▶ Task statement
For each of these statements, say yes or no to whether it agrees with the poem and birthday note, and quote the words that decide it. 1. The speaker's mother waits in the car with the windows shut. 2. Latin Jazz is a novel. 3. Virgil Suárez has written fewer than ten books.

▶ Text section
- - - - - - -

Friday
Jan. 29, 2010
Wednesday
I am reading old MENSA posters,
waiting for my violin lesson,
listening to the child
behind the glass door, playing
do re mi not quite fa so la ti
flat do, and down.
Miss Barstow calls a halt;
talk talk talk;
and then the child begins again,
hauling each note up a steep hill
—do re mi mi fa.
Past the glass door, down
the hall, into the sunshine,
my mother reads in the car,
windows open wide.
Do re do re mi fa flat so.
Behind the glass door
fluorescence shimmers and pours.
My fingers follow the scale,
playing against my hand,
do re mi fa so la ti do,
and down.
Every note is right,
without thought,
like breathing.
It's the birthday of novelist, short-story writer, and poet, Virgil Suárez (books by this author) born in Havana, Cuba (1962). He's the author of more than 15 books, including his first novel, Latin Jazz (1989), and the poetry collection Landscapes and Dreams (2003). He's compiled several anthologies of Cuban and Latin American writers.

- - - - - - -

▶ Available data
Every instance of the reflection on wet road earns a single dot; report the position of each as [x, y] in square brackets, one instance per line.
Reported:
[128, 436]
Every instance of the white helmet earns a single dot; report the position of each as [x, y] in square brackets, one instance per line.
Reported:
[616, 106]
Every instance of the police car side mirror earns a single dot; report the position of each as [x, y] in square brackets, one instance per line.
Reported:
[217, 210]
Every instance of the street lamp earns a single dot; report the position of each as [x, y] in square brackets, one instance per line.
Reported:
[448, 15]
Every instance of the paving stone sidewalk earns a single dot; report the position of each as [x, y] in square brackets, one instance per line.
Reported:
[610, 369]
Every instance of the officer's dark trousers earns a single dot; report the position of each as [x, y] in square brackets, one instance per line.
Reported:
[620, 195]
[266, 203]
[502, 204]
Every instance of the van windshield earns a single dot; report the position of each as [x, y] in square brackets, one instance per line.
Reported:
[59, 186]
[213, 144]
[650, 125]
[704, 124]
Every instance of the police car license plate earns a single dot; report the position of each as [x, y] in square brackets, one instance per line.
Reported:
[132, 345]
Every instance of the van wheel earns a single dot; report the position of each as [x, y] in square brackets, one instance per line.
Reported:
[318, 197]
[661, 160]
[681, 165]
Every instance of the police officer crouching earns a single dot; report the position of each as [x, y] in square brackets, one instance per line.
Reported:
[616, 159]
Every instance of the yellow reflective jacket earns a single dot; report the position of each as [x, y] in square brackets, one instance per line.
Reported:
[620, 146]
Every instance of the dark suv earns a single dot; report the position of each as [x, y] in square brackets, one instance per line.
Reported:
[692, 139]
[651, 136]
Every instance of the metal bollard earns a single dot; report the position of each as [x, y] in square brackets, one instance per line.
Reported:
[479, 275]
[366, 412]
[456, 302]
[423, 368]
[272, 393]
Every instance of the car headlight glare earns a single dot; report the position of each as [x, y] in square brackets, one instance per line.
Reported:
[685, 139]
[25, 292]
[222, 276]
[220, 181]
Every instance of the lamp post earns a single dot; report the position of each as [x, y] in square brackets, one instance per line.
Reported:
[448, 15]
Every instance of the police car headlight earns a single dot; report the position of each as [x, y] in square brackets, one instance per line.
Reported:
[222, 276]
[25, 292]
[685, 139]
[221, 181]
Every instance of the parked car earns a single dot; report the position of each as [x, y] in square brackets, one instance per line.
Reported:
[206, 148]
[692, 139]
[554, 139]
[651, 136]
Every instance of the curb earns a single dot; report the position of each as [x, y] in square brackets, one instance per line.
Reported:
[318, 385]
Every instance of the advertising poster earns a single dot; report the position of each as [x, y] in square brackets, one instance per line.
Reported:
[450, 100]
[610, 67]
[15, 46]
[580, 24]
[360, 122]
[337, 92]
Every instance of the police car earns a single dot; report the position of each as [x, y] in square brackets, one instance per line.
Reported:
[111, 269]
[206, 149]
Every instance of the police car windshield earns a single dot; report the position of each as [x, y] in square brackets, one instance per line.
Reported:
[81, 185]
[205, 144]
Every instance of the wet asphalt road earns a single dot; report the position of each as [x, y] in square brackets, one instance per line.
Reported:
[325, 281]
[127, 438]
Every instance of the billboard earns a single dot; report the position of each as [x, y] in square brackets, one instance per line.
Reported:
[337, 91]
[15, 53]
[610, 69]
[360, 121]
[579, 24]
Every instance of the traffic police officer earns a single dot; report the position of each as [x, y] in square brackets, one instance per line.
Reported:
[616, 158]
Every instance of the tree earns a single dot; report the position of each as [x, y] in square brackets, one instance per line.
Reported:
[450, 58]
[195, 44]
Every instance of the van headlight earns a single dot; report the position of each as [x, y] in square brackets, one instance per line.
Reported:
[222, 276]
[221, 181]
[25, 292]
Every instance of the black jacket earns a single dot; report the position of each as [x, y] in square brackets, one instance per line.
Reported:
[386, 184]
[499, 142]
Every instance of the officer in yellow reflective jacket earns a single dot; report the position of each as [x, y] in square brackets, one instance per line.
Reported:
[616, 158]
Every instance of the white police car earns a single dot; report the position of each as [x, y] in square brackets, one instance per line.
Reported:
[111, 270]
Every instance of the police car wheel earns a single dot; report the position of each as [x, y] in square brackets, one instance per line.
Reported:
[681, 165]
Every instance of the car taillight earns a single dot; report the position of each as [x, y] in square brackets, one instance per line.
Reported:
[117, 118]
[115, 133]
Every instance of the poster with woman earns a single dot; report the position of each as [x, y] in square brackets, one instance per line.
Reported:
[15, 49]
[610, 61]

- - - - - - -

▶ Written response
1. No: "windows open wide."
2. Yes: "his first novel, Latin Jazz (1989)"
3. No: "He's the author of more than 15 books"